> _Problem description_: Repeat all of the records below word for word, keeping every line and its order unchanged.

> _Material for this exercise_:
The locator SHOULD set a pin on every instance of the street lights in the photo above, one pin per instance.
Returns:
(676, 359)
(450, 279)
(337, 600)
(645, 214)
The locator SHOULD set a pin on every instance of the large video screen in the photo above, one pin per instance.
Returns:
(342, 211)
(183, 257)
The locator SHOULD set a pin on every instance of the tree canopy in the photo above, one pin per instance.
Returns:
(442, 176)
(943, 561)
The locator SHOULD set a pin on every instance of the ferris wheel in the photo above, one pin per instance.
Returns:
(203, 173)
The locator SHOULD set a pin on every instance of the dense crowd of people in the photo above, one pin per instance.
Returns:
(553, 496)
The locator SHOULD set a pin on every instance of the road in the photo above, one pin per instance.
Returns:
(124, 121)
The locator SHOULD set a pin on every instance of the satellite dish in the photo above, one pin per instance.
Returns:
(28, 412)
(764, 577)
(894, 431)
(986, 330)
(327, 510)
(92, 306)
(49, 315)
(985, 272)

> _Task output_:
The locator SHOULD set a pin on every instance of the street lights in the photo above, one pin per instance.
Returns:
(676, 359)
(450, 279)
(337, 600)
(645, 214)
The locator SHOULD set a pin on every instance of the large video screen in the photo above, one pin per instance.
Returns:
(342, 211)
(183, 257)
The locator SHOULD set a pin on every instance of the tree canopy in the photo above, one pin per instance.
Returns:
(442, 176)
(943, 561)
The locator SHOULD set a pin on every instance of the ferris wheel in the photo above, one pin per instance.
Returns:
(203, 173)
The locator SHOULD set a pin on every instance of the dense crowd of people in the photo above, one pin per instance.
Returns:
(553, 496)
The locator SHOULD set a pin on every instance of the road in the photo above, one pin per instance.
Returns:
(124, 121)
The locator SHOULD set a pin on every instance of the satellite dish in the photo above, one pin per instance.
Returns:
(28, 412)
(764, 577)
(894, 431)
(986, 330)
(327, 510)
(92, 306)
(49, 315)
(985, 272)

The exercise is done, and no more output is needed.